[Start]
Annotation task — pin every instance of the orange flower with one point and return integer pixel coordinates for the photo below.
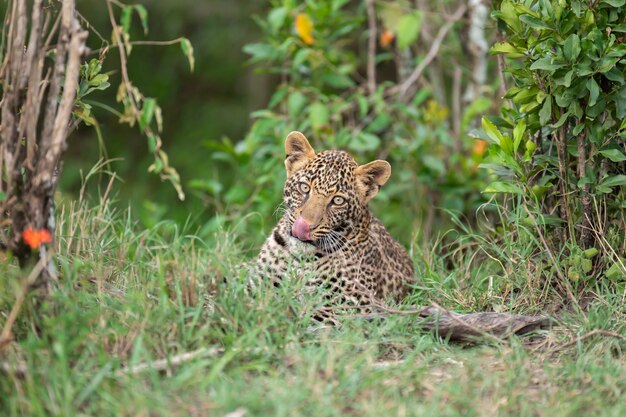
(304, 28)
(36, 238)
(386, 37)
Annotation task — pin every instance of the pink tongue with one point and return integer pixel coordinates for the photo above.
(300, 229)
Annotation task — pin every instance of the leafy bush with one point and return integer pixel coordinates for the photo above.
(559, 149)
(321, 52)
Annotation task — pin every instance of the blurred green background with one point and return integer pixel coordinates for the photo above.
(256, 79)
(198, 107)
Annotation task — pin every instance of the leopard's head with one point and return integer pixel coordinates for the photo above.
(326, 193)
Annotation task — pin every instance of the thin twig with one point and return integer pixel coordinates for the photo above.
(596, 332)
(557, 268)
(167, 363)
(432, 53)
(371, 47)
(5, 336)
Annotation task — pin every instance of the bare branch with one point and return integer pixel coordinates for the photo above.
(371, 47)
(432, 53)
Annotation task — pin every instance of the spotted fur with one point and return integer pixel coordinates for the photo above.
(347, 250)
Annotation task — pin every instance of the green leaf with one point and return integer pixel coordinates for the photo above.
(143, 16)
(276, 18)
(147, 112)
(594, 91)
(125, 19)
(518, 134)
(187, 49)
(506, 48)
(492, 131)
(336, 80)
(615, 272)
(533, 22)
(364, 142)
(571, 48)
(363, 105)
(546, 64)
(614, 180)
(295, 103)
(614, 3)
(318, 115)
(408, 29)
(546, 111)
(615, 155)
(510, 16)
(578, 128)
(502, 187)
(260, 51)
(152, 142)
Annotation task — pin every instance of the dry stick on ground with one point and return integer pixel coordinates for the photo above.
(31, 156)
(596, 332)
(165, 364)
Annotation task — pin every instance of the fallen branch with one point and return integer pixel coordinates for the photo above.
(167, 363)
(468, 327)
(596, 332)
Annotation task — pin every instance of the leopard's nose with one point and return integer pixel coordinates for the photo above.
(301, 229)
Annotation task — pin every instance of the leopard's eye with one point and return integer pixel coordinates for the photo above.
(304, 188)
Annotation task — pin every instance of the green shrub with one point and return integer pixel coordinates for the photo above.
(323, 91)
(559, 149)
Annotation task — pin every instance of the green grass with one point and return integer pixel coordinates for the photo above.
(129, 298)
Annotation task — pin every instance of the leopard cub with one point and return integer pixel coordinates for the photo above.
(328, 234)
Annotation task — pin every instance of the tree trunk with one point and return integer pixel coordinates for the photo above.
(33, 138)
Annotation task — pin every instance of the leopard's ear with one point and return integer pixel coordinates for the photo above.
(370, 177)
(298, 152)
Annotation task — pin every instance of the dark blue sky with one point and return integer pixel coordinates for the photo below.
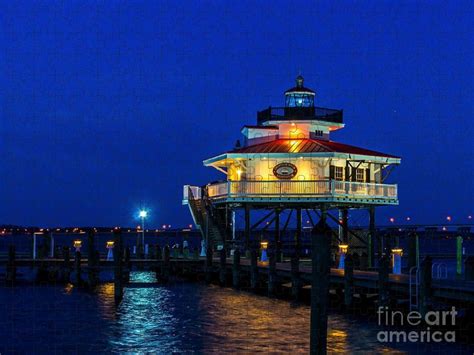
(107, 106)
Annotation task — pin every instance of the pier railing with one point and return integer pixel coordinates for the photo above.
(314, 188)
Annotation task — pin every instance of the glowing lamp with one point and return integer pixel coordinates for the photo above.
(397, 251)
(264, 255)
(343, 248)
(342, 255)
(110, 246)
(397, 254)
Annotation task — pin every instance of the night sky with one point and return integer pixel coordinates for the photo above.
(109, 106)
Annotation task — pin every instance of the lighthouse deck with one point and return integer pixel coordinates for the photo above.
(297, 191)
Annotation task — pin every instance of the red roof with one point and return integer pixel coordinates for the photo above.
(260, 127)
(307, 146)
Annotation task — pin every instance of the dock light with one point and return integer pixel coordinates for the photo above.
(77, 244)
(264, 255)
(110, 250)
(342, 255)
(397, 254)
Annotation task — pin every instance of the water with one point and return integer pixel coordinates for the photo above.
(181, 317)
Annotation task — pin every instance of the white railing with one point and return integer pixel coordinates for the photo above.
(195, 190)
(278, 188)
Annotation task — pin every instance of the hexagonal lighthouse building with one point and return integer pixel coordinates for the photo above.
(288, 161)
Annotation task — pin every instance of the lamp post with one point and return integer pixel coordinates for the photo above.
(143, 214)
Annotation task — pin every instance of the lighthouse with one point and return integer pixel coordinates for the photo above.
(288, 161)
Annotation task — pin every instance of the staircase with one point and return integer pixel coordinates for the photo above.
(209, 220)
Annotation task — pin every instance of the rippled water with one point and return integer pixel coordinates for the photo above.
(182, 317)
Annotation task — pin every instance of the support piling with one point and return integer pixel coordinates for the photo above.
(321, 250)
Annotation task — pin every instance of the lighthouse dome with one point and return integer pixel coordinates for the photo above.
(299, 96)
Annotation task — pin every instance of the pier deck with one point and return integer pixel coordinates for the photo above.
(364, 281)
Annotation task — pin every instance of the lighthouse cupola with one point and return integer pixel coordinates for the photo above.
(299, 96)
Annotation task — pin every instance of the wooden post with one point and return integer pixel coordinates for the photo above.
(222, 267)
(384, 266)
(295, 259)
(92, 263)
(165, 267)
(277, 236)
(371, 238)
(77, 264)
(118, 266)
(208, 265)
(345, 226)
(320, 254)
(236, 269)
(253, 269)
(128, 264)
(469, 268)
(11, 267)
(66, 265)
(272, 277)
(412, 250)
(247, 227)
(348, 280)
(298, 233)
(425, 284)
(295, 277)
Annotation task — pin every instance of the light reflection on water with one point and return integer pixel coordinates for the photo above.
(182, 317)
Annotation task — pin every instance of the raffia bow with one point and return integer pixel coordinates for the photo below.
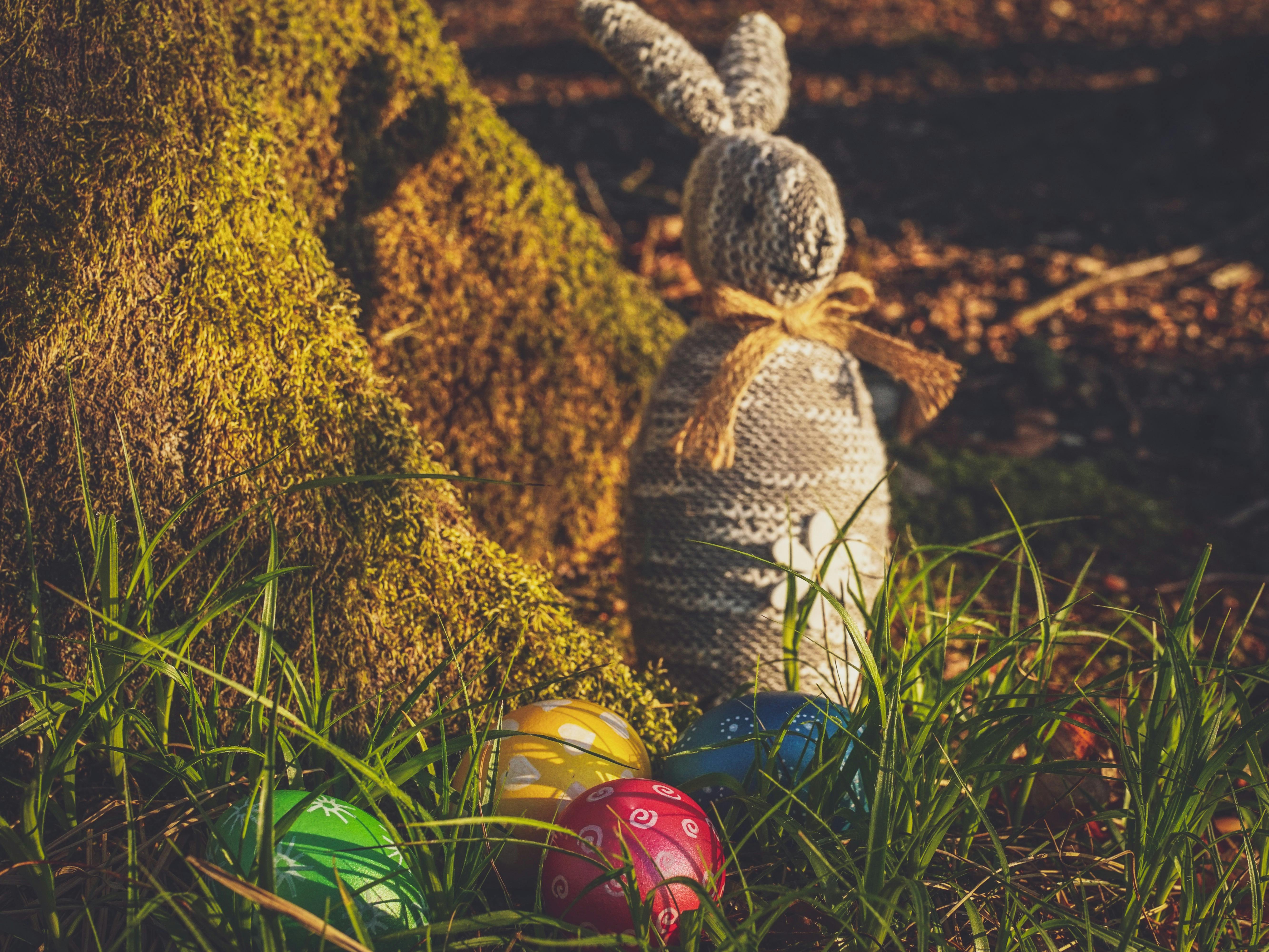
(710, 435)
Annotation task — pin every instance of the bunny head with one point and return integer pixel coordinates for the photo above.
(759, 213)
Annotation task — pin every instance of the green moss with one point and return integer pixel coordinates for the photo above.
(957, 503)
(514, 336)
(157, 246)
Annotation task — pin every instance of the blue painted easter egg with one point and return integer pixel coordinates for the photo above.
(803, 719)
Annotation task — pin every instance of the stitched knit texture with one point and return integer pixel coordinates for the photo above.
(755, 70)
(761, 214)
(660, 64)
(806, 442)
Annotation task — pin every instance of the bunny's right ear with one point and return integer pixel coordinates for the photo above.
(757, 73)
(660, 64)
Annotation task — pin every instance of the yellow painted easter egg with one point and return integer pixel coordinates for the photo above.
(580, 746)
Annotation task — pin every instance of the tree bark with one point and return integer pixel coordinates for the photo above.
(167, 177)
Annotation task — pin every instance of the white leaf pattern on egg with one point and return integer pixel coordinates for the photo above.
(519, 774)
(617, 724)
(551, 705)
(578, 735)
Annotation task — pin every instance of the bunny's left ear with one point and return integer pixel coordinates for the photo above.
(757, 73)
(678, 80)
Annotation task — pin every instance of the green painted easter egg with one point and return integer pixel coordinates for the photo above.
(329, 834)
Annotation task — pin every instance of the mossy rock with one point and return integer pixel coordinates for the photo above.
(516, 338)
(154, 253)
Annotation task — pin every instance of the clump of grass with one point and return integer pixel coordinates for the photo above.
(139, 742)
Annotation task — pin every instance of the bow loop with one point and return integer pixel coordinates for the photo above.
(710, 435)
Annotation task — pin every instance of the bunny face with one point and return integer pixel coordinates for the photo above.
(762, 215)
(759, 213)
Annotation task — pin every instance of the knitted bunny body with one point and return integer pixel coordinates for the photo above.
(762, 216)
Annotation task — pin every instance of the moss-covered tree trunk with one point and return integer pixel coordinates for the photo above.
(488, 296)
(164, 171)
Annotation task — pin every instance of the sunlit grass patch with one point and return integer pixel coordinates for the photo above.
(1110, 807)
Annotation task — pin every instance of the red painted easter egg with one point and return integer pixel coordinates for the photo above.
(666, 834)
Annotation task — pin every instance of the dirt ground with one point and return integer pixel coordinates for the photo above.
(990, 155)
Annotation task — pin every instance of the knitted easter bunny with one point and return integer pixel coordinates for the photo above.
(761, 441)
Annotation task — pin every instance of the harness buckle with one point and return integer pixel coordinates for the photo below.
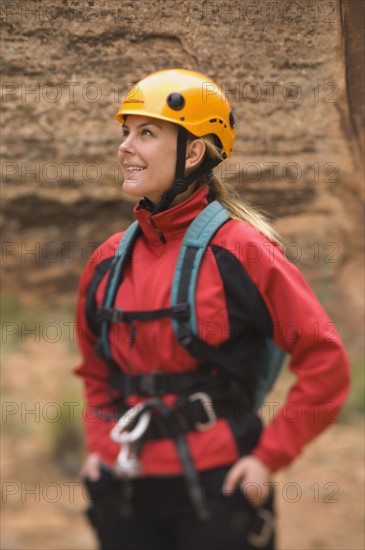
(208, 407)
(149, 383)
(127, 463)
(120, 432)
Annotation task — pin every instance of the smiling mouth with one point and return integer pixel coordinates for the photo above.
(134, 168)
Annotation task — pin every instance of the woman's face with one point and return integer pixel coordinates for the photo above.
(147, 156)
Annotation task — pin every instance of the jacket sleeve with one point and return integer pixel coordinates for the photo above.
(318, 359)
(97, 413)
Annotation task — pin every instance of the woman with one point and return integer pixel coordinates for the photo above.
(163, 479)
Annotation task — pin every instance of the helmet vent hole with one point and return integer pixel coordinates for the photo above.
(175, 101)
(232, 120)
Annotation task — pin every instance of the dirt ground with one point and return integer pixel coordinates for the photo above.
(319, 498)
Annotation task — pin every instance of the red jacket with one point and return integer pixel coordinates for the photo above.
(299, 323)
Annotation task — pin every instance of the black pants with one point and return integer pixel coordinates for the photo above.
(156, 514)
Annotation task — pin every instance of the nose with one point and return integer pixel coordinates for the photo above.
(126, 145)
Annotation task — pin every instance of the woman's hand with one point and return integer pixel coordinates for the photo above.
(91, 467)
(253, 476)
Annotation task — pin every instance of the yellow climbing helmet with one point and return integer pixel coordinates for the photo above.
(187, 98)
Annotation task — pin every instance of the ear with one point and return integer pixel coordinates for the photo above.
(195, 151)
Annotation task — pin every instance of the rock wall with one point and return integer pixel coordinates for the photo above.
(67, 66)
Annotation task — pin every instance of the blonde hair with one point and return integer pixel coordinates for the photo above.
(224, 192)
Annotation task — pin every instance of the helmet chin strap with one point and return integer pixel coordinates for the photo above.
(182, 183)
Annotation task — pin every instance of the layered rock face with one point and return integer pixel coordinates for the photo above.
(67, 66)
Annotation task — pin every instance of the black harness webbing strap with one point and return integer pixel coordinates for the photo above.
(100, 271)
(115, 315)
(158, 383)
(114, 280)
(176, 430)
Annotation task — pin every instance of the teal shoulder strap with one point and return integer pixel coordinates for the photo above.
(191, 254)
(194, 245)
(123, 252)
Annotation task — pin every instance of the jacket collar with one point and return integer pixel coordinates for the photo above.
(172, 223)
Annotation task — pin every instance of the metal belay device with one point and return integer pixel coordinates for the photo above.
(127, 463)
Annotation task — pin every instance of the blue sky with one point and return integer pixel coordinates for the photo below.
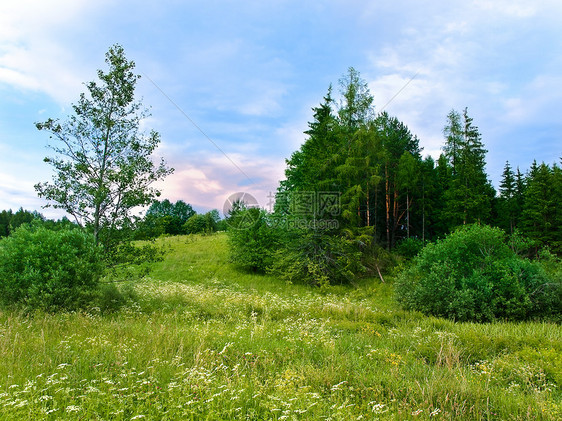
(248, 73)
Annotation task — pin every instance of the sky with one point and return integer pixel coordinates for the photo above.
(231, 84)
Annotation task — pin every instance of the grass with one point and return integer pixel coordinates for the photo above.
(204, 341)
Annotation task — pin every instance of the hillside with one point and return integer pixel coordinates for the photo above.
(199, 339)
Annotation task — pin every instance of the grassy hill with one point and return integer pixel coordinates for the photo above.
(199, 339)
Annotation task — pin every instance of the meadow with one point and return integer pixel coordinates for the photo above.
(201, 340)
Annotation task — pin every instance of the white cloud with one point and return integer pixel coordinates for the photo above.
(33, 54)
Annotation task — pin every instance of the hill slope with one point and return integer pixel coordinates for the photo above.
(201, 340)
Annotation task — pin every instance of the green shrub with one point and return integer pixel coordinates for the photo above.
(40, 268)
(252, 239)
(474, 275)
(317, 259)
[End]
**Task:** Reproduce the records from the line containing "Annotation task — pin every instance of the grass with" through the end of the records, inclusive, substituting "pasture" for "meadow" and changing nothing else.

**Solution:**
Annotation task — pin every instance of the grass with one point and return integer pixel coordinates for the photo above.
(204, 341)
Annotation task — pin every instance of the hillside with one point and return integer pixel coordinates for the photo above.
(199, 339)
Annotation task — pin every instance of the grassy hill with one point and return integer pixel coordinates for the photo above.
(199, 339)
Annotation task — pin every instance of the pasture with one point and return integer pixel coordinates for the photo above.
(201, 340)
Annotation task — pin every instance of the white cloud with one point and return integer pixel coordinates for the photo above.
(33, 54)
Annotation task — pin every instance of the hill slope with one point and return integer pixel coordinates for the photo above.
(201, 340)
Annotation task — pin every instance of the green shrub with one point and return integer pixel coordinates for the photo above.
(40, 268)
(252, 239)
(474, 275)
(317, 259)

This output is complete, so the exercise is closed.